## WORK REQUIRED:
The entries are to be duplicated exactly, though any picture in them must be omitted.

Stored data entries:

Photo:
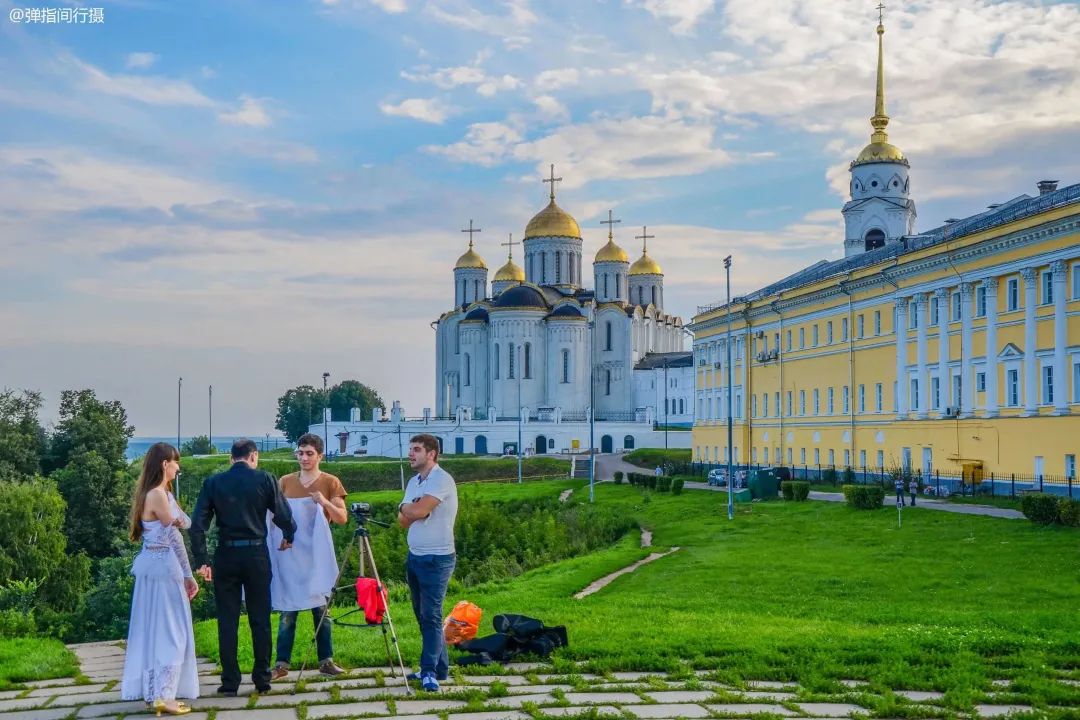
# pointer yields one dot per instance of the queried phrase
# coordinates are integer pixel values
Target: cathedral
(536, 336)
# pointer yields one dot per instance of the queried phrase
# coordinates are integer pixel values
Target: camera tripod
(361, 541)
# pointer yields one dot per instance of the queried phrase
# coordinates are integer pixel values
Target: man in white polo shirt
(428, 511)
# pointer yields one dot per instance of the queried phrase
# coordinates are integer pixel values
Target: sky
(247, 194)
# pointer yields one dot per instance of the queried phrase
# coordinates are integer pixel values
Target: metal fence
(931, 483)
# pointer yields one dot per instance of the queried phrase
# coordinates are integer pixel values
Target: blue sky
(247, 194)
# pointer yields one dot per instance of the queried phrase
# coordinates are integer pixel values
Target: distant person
(240, 499)
(160, 657)
(429, 510)
(304, 579)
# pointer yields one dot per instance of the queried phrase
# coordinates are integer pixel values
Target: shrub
(1039, 507)
(864, 497)
(1068, 512)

## SOLUTION TO THE PROBLEM:
Photo:
# pointer yields one dot per instance of the queried phrase
# coordinates are integer pixel values
Target: cathedral
(536, 336)
# pointer yields one dot per instance of the queried phrase
# coordinates are integer pixel values
Target: camera tripod
(361, 541)
# pointer yields one dot per instance of the queried phrase
# coordinates are integer pixel values
Target: man in white polo shirt
(428, 511)
# pointer yields one dot per instance of the queried phrase
# coordinates are integer pixel values
Target: sky
(247, 194)
# pointer yields one dot per instance of the queried phrase
# coordinates are integer pixel values
Target: metal fence
(931, 483)
# pointer yields one dot per instance of the queried phrase
# coordinates are integer pixel values
Target: blue sky
(247, 194)
# pointer yields one dot per instance of the queried phrase
# coordinates are integer pixel values
Target: distant person
(240, 499)
(160, 657)
(429, 510)
(304, 579)
# pointer yields one dot per instance of the queried phrase
# coordinates are integer pixel values
Target: shrub
(1039, 507)
(864, 497)
(1068, 512)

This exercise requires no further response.